**EXTRAIT DU TEXTE**.
########

Le ministre de l’Economie français estime que les conditions demandées par Bruxelles pour la recapitalisation  de la compagnie aérienne Air France doivent être « soutenables, en particulier sur la demande de cessions de créneaux de vols au seul aéroport de Paris-Orly.

Après s’être entretenu avec le commissaire européen Thierry Breton, Bruno Le Maire a rappelé le 15 février 2021 la position de l’Etat français mais aussi des syndicats ou du CEO du groupe Air France-KLM. Alors que la compagnie nationale française devrait dévoiler jeudi une perte annuelle d’environ 7 milliards d’euros, et qu’elle continuerait de « bruler » 10 millions par jour, les exigences de la Commission européenne pour donner son feu vert à la recapitalisation doivent « évidemment » être « soutenables ». « Nous comprenons parfaitement qu’il faille des remèdes », a expliqué le ministre, évoquant sans le nommer les contreparties demandées au groupe Lufthansa l’année dernière.

L’Europe avait obtenu du groupe allemand la cession à Francfort et Munich de 24 créneaux de vol, soit 12 rotations par jour, dans chaque aéroport (où elle est largement majoritaire en parts de marché). Et c’est ce même nombre de créneaux qui serait demandée à Air France, selon les informations révélées par La Tribune début février, mais dans le seul aéroport de Paris-Orly : soit l’équivalent de 8700 rotations par an – ou 7% des quelque 125.000 créneaux actuellement détenus par la compagnie française. Sa compagnie-sœur KLM Royal Dutch Airlines ferait face aux mêmes exigences de la Commission européenne dans le très saturé aéroport d’Amsterdam-Schiphol, expliquait le quotidien.

########

**ENTRÉES FOURNIES**.
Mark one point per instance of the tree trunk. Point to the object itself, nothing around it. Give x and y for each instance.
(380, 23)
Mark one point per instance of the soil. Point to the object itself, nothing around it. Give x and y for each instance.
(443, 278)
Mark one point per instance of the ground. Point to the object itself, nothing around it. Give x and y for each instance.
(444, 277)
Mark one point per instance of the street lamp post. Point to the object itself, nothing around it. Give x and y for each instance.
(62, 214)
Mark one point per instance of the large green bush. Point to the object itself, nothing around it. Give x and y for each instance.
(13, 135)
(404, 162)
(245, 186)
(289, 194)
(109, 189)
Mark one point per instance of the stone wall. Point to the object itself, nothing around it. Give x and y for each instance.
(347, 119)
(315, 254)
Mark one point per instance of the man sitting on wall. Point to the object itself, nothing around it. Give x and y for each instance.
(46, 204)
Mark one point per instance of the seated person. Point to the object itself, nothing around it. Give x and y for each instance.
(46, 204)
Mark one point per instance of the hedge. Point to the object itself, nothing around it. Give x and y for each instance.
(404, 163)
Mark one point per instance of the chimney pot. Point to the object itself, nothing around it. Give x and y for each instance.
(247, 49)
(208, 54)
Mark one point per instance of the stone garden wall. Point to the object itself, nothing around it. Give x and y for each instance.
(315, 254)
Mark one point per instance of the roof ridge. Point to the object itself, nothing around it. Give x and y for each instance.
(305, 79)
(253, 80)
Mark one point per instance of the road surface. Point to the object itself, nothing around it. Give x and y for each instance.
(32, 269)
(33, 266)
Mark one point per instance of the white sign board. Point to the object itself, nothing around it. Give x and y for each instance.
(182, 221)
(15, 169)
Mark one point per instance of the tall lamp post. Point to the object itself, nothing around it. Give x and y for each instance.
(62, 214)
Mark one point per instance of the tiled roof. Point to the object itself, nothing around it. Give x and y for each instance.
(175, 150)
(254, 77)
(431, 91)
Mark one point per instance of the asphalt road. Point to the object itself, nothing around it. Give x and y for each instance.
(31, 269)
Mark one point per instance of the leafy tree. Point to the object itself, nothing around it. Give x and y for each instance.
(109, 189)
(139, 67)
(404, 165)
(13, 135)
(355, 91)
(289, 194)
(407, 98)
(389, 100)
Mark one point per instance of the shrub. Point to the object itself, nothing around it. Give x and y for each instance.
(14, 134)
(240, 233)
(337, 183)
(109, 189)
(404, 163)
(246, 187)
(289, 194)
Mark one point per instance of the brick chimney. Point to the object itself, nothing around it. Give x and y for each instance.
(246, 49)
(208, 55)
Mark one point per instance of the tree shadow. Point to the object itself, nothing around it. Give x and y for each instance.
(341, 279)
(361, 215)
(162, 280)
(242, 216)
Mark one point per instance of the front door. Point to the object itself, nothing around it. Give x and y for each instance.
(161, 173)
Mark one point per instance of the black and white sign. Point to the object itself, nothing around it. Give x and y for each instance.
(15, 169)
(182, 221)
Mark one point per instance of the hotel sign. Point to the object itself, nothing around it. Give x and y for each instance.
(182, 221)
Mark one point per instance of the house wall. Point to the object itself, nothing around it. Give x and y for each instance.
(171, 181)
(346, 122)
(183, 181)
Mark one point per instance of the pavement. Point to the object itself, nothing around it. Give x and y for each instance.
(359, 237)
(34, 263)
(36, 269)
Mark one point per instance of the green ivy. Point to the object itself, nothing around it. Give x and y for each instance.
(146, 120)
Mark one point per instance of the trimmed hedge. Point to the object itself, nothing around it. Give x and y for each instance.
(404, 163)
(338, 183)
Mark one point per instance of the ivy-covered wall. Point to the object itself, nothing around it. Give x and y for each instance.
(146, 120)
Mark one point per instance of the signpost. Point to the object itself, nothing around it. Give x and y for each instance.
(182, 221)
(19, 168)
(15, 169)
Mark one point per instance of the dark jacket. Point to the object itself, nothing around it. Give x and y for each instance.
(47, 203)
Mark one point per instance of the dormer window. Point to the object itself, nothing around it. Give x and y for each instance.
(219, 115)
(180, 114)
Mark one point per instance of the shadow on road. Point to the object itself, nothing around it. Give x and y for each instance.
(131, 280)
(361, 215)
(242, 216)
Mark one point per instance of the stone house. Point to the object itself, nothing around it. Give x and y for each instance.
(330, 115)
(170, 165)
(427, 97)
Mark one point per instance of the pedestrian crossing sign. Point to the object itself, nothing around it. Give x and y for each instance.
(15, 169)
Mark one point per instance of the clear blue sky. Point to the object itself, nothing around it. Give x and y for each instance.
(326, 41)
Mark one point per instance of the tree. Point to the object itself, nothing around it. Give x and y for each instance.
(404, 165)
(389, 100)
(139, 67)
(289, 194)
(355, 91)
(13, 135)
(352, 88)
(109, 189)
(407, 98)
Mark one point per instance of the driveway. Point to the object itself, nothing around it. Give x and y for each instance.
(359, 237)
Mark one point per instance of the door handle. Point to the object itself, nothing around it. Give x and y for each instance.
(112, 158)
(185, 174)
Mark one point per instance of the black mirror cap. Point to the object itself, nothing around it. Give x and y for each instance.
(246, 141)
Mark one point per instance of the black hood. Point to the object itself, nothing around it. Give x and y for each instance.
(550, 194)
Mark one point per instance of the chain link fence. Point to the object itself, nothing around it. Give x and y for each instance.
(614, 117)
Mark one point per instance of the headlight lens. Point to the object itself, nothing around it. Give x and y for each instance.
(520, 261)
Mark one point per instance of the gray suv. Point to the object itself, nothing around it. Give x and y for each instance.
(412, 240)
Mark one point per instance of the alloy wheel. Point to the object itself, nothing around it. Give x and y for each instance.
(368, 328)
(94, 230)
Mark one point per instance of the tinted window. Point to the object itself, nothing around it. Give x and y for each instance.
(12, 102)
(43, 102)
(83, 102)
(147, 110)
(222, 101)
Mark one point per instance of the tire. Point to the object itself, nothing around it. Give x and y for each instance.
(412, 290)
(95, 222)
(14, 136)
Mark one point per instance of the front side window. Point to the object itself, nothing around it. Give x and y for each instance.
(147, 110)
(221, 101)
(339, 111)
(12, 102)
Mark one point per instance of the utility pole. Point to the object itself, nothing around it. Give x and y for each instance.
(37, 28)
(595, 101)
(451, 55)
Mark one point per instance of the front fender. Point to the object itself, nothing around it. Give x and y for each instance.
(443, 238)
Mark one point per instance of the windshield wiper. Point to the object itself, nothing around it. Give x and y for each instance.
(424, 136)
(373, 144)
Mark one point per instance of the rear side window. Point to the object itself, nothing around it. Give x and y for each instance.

########

**CONSIGNE**. Poursuivez le texte sur la recapitalisation d'Air France à partir de sa dernière phrase.

**RÉPONSE ATTENDUE**.
Accueillie par un tollé dans l’hexagone, la demande de Bruxelles avait déjà la semaine dernière fait l’objet d’une opposition farouche du ministre délégué aux transports Jean-Baptiste Djebbari : « il est hors de question que le groupe Air France-KLM, du fait de la recapitalisation, se retrouve grevé en compétitivité et se fragilise du fait d’une négociation qui ne serait pas équilibrée ». Cet équilibre est toujours recherché, les négociations entre Paris et Bruxelles se poursuivant en coulisses.

Rappelons que d’après le gendarme européen de la concurrence, tout Etat voulant « apporter une aide de recapitalisation d’un montant supérieur à 250 millions d’euros à une entreprise très puissante sur les marchés sur lesquelles elle opère » doit proposer « des mesures supplémentaires pour préserver une concurrence efficace ».

Même sans l’intervention de l’Europe, le sujet de la recapitalisation du groupe entraine déjà des tensions entre Paris et La Haye. Selon la presse néerlandaise, les Pays-Bas souhaitent une injection de capital au niveau de leur compagnie nationale et non au niveau de groupe Air France-KLM. Une stratégie opposée à celle de Paris, où le principe de la recapitalisation, évoqué depuis l’automne dernier (sans pour autant atteindre une renationalisation d’Air France) vise à « restaurer la capacité du groupe à faire face » à la période post-pandémie de Covid-19 – via un apport de 4 à 5 milliards d’euros qui ferait monter sa part du capital de 14% à environ 30%.

Le gouvernement français met en avant le fait que toute aide à Air France-KLM profiterait automatiquement à la compagnie néerlandaise, mais apparemment sans effet – la partie opposée craignant que tout investissement au niveau du groupe disparaisse dans les caisses d’Air France.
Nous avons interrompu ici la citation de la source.